▸ **Short exercise**:
Convert the records below into a numbered list, starting at their very first line and ending at the line that contains "left=469, top=0, right=572, bottom=58", with both of those lines included. Leave out blank lines and pictures.

▸ **Information shown**:
··········
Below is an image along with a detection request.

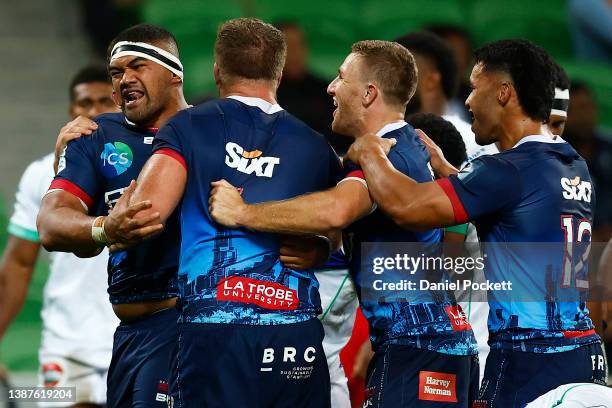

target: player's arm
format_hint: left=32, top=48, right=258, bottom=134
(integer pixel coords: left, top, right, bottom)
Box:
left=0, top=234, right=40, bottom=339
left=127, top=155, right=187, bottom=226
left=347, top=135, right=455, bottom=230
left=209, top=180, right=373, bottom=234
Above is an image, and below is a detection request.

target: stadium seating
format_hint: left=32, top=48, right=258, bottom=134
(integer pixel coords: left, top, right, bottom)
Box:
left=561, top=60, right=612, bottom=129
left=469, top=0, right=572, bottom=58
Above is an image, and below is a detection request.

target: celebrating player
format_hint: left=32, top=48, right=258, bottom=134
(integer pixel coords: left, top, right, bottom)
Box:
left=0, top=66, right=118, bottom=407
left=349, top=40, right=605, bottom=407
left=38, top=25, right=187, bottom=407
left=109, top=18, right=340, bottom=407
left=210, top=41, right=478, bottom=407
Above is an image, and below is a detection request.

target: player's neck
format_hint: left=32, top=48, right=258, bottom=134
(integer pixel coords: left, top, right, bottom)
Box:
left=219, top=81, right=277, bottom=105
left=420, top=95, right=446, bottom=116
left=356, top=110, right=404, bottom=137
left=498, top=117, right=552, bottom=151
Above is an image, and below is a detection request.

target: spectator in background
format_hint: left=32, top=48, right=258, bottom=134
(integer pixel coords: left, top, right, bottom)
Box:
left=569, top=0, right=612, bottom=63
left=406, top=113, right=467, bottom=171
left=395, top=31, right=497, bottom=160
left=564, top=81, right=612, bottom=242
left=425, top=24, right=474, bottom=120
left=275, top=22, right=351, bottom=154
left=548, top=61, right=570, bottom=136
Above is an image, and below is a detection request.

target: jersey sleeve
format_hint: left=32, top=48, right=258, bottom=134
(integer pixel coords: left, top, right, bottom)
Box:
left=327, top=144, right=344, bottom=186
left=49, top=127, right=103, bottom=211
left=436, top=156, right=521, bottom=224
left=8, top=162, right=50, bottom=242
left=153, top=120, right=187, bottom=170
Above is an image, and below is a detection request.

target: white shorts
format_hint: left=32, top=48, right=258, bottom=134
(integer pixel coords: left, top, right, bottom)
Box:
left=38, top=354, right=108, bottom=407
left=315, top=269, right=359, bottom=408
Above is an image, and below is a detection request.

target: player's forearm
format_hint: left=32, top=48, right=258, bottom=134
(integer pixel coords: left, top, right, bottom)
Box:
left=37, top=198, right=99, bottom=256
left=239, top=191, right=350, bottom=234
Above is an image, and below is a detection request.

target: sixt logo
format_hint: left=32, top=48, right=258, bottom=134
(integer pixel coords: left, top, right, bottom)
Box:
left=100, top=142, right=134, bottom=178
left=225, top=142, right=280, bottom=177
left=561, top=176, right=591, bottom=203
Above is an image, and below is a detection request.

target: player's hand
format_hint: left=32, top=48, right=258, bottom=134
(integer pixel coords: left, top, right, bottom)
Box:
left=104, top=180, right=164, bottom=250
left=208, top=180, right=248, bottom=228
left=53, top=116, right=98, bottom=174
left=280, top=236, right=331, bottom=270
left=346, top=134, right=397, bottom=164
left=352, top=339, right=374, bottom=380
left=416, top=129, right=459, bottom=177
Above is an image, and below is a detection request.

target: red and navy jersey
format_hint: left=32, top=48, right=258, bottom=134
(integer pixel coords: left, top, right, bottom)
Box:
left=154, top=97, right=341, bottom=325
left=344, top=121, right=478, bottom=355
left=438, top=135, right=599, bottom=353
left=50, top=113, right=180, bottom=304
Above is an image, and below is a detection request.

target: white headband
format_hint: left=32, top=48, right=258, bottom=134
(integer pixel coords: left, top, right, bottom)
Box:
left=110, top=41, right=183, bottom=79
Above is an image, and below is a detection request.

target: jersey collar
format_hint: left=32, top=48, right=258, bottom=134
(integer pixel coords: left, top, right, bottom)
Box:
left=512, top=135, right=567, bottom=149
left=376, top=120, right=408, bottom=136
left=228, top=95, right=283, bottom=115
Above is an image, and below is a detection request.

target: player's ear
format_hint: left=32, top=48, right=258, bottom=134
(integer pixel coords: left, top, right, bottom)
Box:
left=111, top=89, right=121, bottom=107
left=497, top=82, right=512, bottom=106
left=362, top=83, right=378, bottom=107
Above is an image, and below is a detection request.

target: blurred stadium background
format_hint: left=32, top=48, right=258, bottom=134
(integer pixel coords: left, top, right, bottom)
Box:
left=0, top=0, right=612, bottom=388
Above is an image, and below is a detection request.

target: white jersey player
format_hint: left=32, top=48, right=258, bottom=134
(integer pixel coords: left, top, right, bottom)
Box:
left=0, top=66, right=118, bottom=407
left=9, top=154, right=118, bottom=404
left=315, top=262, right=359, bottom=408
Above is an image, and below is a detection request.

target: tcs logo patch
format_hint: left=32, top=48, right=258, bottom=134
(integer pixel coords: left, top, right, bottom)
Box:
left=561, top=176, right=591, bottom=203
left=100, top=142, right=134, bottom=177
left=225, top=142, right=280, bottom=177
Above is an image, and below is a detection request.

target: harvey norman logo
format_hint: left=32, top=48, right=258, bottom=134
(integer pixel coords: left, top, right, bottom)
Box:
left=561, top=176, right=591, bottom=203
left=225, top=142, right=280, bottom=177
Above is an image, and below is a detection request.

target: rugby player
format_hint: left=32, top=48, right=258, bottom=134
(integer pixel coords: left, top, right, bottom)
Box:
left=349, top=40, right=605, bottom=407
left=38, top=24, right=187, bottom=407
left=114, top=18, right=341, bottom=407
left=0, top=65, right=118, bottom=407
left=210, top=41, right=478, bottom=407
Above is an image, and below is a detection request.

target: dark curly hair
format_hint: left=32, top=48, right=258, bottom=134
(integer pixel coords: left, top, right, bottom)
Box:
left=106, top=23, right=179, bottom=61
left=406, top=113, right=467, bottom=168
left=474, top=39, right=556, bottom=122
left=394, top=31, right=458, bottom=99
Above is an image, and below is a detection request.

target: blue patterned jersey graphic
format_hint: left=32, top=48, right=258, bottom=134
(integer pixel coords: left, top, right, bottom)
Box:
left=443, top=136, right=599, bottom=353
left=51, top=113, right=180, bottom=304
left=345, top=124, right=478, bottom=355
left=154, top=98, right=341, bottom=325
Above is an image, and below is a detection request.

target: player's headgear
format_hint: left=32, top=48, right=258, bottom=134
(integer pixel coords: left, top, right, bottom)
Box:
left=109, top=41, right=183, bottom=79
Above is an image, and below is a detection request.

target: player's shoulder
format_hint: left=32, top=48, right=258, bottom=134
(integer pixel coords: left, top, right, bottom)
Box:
··········
▸ **Correct output**:
1. Below is an image along with a detection request.
2. target: player's arm
3. format_hint: left=32, top=48, right=258, bottom=134
4. (integer pixel coords: left, top, right, bottom)
5. Box:
6. left=0, top=234, right=40, bottom=339
7. left=127, top=155, right=187, bottom=226
8. left=347, top=135, right=455, bottom=230
9. left=209, top=180, right=373, bottom=234
10. Above is an image, and below is a detection request.
11. target: stadium seating
12. format_hint: left=32, top=48, right=258, bottom=134
13. (integer pixel coords: left, top, right, bottom)
14. Box:
15. left=561, top=60, right=612, bottom=129
16. left=469, top=0, right=572, bottom=58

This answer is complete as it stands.